Prompt
Apart from the pictures, every line below needs to be reproduced verbatim.

Natural language region descriptions
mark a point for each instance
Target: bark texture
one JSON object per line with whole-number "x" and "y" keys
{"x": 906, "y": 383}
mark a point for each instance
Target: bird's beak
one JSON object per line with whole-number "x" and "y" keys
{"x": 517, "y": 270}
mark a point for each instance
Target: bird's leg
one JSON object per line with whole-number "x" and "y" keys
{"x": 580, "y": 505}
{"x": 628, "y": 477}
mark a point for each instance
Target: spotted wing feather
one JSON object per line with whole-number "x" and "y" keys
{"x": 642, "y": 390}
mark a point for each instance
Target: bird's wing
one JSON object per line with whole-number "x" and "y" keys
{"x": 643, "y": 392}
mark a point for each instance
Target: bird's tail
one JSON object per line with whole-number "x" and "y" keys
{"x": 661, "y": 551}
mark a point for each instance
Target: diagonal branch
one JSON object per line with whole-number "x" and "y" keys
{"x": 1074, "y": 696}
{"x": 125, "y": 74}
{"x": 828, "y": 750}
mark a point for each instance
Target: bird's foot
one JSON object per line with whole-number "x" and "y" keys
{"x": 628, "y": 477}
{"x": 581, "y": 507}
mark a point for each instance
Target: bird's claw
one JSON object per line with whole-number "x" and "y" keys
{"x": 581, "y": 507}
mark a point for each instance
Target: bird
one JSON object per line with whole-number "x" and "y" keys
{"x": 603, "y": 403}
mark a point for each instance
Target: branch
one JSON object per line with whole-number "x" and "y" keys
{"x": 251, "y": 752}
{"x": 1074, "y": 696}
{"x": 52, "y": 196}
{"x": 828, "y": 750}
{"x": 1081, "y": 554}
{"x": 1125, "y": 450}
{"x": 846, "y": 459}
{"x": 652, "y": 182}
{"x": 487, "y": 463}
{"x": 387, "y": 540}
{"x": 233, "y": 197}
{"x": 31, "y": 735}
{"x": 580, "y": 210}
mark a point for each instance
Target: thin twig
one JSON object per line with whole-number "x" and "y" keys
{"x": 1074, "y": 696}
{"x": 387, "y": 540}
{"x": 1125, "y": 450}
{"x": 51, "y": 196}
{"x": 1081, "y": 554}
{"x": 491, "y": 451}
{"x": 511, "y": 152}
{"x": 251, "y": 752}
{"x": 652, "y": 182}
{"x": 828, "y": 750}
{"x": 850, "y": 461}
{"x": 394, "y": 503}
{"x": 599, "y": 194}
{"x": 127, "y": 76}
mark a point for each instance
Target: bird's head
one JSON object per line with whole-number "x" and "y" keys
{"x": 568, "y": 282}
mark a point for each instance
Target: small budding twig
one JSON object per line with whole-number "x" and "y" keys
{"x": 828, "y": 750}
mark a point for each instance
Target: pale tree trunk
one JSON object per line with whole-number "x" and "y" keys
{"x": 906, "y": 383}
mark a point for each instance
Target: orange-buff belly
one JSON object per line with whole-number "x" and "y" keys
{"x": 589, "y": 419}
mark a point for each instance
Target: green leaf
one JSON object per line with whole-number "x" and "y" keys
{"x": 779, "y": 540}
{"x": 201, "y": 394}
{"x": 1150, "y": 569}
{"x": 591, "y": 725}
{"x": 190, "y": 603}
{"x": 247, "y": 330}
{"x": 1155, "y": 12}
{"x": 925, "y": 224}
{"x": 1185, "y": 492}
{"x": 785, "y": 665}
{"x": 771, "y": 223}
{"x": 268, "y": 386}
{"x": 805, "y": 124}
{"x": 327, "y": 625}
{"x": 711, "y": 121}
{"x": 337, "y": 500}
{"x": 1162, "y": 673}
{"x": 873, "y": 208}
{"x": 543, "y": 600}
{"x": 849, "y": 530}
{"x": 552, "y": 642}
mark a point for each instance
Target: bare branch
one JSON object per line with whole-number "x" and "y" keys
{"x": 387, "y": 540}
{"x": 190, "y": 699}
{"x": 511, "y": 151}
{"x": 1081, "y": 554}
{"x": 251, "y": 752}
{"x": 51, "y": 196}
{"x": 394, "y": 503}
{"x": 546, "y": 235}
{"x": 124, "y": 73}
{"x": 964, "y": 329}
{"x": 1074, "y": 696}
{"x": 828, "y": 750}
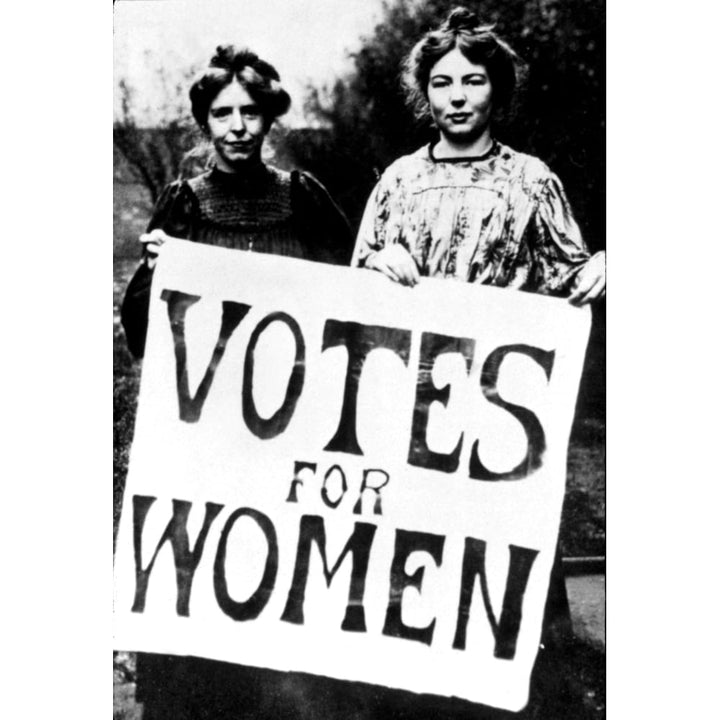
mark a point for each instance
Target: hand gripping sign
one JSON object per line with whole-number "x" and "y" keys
{"x": 335, "y": 474}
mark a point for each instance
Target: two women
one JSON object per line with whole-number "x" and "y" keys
{"x": 466, "y": 207}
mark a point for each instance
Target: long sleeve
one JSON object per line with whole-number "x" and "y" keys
{"x": 320, "y": 221}
{"x": 368, "y": 241}
{"x": 555, "y": 243}
{"x": 173, "y": 214}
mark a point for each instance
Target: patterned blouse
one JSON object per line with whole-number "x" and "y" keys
{"x": 500, "y": 219}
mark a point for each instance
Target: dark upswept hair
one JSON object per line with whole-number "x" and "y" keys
{"x": 259, "y": 78}
{"x": 479, "y": 43}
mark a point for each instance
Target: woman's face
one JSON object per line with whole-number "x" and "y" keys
{"x": 460, "y": 98}
{"x": 236, "y": 127}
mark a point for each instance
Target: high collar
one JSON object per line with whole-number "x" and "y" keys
{"x": 490, "y": 152}
{"x": 253, "y": 173}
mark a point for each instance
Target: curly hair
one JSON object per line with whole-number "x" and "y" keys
{"x": 259, "y": 78}
{"x": 477, "y": 42}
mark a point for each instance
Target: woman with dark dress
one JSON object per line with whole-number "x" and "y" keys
{"x": 244, "y": 204}
{"x": 241, "y": 202}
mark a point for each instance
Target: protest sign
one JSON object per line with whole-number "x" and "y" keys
{"x": 335, "y": 474}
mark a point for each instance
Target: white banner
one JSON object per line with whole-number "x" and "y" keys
{"x": 335, "y": 474}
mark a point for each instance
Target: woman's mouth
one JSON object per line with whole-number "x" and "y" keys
{"x": 458, "y": 117}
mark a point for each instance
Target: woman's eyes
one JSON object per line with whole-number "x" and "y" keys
{"x": 251, "y": 113}
{"x": 475, "y": 81}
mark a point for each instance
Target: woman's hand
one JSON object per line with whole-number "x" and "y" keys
{"x": 395, "y": 262}
{"x": 152, "y": 243}
{"x": 590, "y": 281}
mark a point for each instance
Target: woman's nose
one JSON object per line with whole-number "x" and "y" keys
{"x": 238, "y": 124}
{"x": 457, "y": 95}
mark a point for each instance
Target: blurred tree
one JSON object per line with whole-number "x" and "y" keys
{"x": 171, "y": 147}
{"x": 559, "y": 115}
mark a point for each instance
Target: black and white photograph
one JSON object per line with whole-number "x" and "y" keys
{"x": 359, "y": 359}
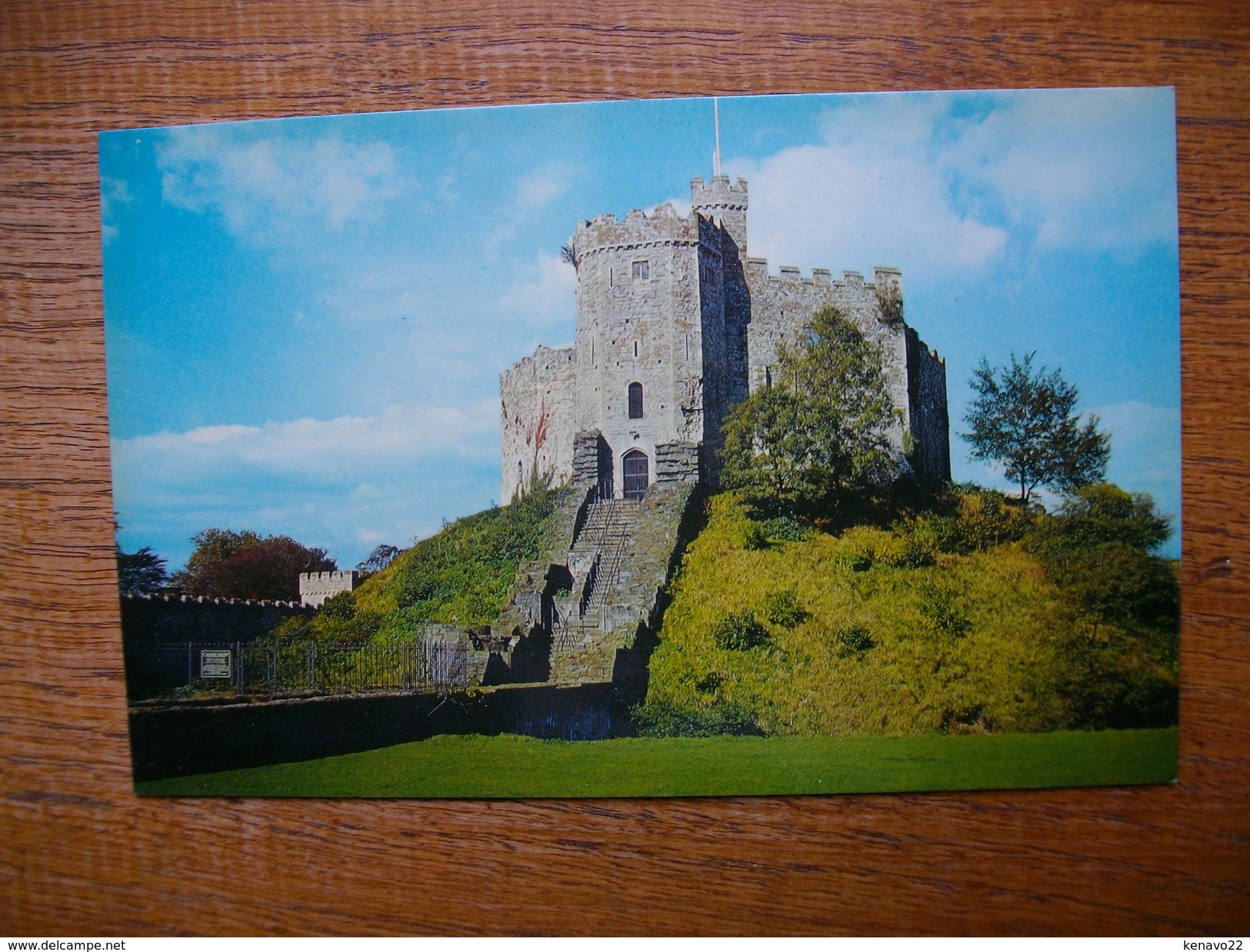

Written answer
mark a point for each instance
Target: bark texture
one JSON object per line with whole-number "x" and "y" keys
{"x": 906, "y": 383}
mark a point for each instance
Target: bird's beak
one JSON object per line with whole-number "x" and "y" keys
{"x": 517, "y": 270}
mark a point for each instance
Target: bird's leg
one JSON object per line with whole-number "x" and "y" keys
{"x": 580, "y": 505}
{"x": 628, "y": 477}
mark a point for each instance
Target: spotted wing feather
one JSON object per line with whole-number "x" and "y" keys
{"x": 642, "y": 390}
mark a point for each instance
Target: bird's wing
one JSON object per line with whole-number "x" and "y" keys
{"x": 643, "y": 392}
mark a point for each instance
Target: bird's tail
one JSON object per line with whole-number "x" and "y" keys
{"x": 661, "y": 551}
mark a point for each instance
Target: diagonal branch
one JSON object per line with whole-number "x" and "y" keys
{"x": 1074, "y": 696}
{"x": 125, "y": 74}
{"x": 828, "y": 750}
mark a point for each instance
Target: bird's foot
one JSON object per line with whole-number "x" and "y" keys
{"x": 628, "y": 477}
{"x": 581, "y": 507}
mark a point for each instance
Target: bird's claw
one JSON object per line with whole-number "x" and "y" keys
{"x": 581, "y": 507}
mark a point for each instance
Target: bird
one JSON object per line with whole-number "x" and "y" keys
{"x": 603, "y": 403}
mark a point for each instance
Target: branch
one JSON object per line with whole-number "x" and "y" keys
{"x": 251, "y": 752}
{"x": 1074, "y": 696}
{"x": 52, "y": 196}
{"x": 828, "y": 750}
{"x": 1081, "y": 554}
{"x": 1125, "y": 450}
{"x": 846, "y": 459}
{"x": 652, "y": 182}
{"x": 487, "y": 463}
{"x": 387, "y": 540}
{"x": 233, "y": 197}
{"x": 31, "y": 735}
{"x": 580, "y": 210}
mark a point for each instance
Target: thin twig
one JSON object per line with whole-number "x" and "y" keys
{"x": 1074, "y": 696}
{"x": 387, "y": 540}
{"x": 1125, "y": 450}
{"x": 51, "y": 196}
{"x": 1081, "y": 554}
{"x": 491, "y": 451}
{"x": 511, "y": 152}
{"x": 251, "y": 752}
{"x": 652, "y": 182}
{"x": 828, "y": 750}
{"x": 850, "y": 461}
{"x": 394, "y": 503}
{"x": 599, "y": 194}
{"x": 127, "y": 76}
mark a point for each instance
Target: bird's head
one JSON object per line with whole-number "x" and "y" keys
{"x": 568, "y": 282}
mark a point for each instance
Target: small budding twig
one JSON object per line with whole-number "x" and "y" keys
{"x": 828, "y": 750}
mark a point for each instance
Target: pale tree trunk
one JSON object per line with whole-number "x" and "y" keys
{"x": 906, "y": 383}
mark a point for each instance
Target: orange-buff belly
one JSON object per line with whole-number "x" and "y" keys
{"x": 589, "y": 419}
mark a point for each instance
Target: green leaf
one JSON object per line with whole-number "x" and "y" keys
{"x": 779, "y": 540}
{"x": 201, "y": 394}
{"x": 1150, "y": 569}
{"x": 591, "y": 725}
{"x": 190, "y": 603}
{"x": 247, "y": 330}
{"x": 1155, "y": 12}
{"x": 925, "y": 224}
{"x": 1185, "y": 492}
{"x": 785, "y": 665}
{"x": 771, "y": 223}
{"x": 268, "y": 386}
{"x": 805, "y": 124}
{"x": 327, "y": 625}
{"x": 711, "y": 121}
{"x": 337, "y": 500}
{"x": 1162, "y": 673}
{"x": 873, "y": 208}
{"x": 543, "y": 600}
{"x": 849, "y": 530}
{"x": 552, "y": 642}
mark a point for each instance
Target: bare branch
one JSON object per line with whole-number "x" and "y" keys
{"x": 387, "y": 540}
{"x": 190, "y": 699}
{"x": 511, "y": 151}
{"x": 1081, "y": 554}
{"x": 251, "y": 752}
{"x": 51, "y": 196}
{"x": 394, "y": 503}
{"x": 546, "y": 235}
{"x": 124, "y": 73}
{"x": 964, "y": 329}
{"x": 1074, "y": 696}
{"x": 828, "y": 750}
mark a point for each instance
Target: hand gripping sign
one JSON object per line with whole-number "x" and "y" keys
{"x": 335, "y": 474}
mark a point for each instance
Target: two women
one JSON object per line with whole-number "x" and "y" keys
{"x": 466, "y": 207}
mark a point for each instance
Target: long sleeve
one JSON object per line with whole-number "x" and "y" keys
{"x": 320, "y": 221}
{"x": 368, "y": 241}
{"x": 555, "y": 243}
{"x": 173, "y": 214}
mark a point for each instance
Target: patterned blouse
one JSON object per line with whole-number "x" and "y" keys
{"x": 500, "y": 219}
mark a point for each instance
Target: dark upswept hair
one JSON object per line with whole-number "x" and "y" keys
{"x": 259, "y": 78}
{"x": 479, "y": 43}
mark a point for each instance
Target: woman's face
one JSON object per line with whole-number "x" and "y" keys
{"x": 460, "y": 98}
{"x": 236, "y": 127}
mark a point for each instance
Target: high collar
one JSON object per line with whole-number "x" and "y" keys
{"x": 490, "y": 152}
{"x": 253, "y": 173}
mark a point for each instance
Target: curly hair
one JSON object per line with whole-number "x" and "y" keys
{"x": 259, "y": 78}
{"x": 477, "y": 42}
mark a point for each instance
Target: woman with dark dress
one JSON object per line with whole-number "x" and "y" keys
{"x": 244, "y": 204}
{"x": 241, "y": 202}
mark a point for each instance
Target: protest sign
one JSON object per line with whole-number "x" and "y" keys
{"x": 335, "y": 474}
mark a point for each instance
Target: white banner
one JSON object per line with whole-number "x" and "y" keys
{"x": 335, "y": 474}
mark a point for each instance
Target: woman's mouth
one JSON object per line with whole-number "x" and "y" keys
{"x": 458, "y": 117}
mark a point for each instance
Target: woman's eyes
one JSON object per line with whole-number "x" and "y" keys
{"x": 251, "y": 113}
{"x": 475, "y": 81}
mark a point for each instance
Target: woman's hand
one JSON object per line with whole-number "x" and "y" keys
{"x": 395, "y": 262}
{"x": 152, "y": 243}
{"x": 590, "y": 281}
mark a point for each instance
Target: woman's nose
one JSON object per line with whole-number "x" and "y" keys
{"x": 238, "y": 124}
{"x": 457, "y": 95}
mark a point for each instance
Target: blurred tree
one JSON object per line with whole-number "x" and "y" keys
{"x": 171, "y": 147}
{"x": 559, "y": 115}
mark a point for each instance
Target: black and white photograph
one JSON object per line with whole-number "x" and "y" keys
{"x": 359, "y": 359}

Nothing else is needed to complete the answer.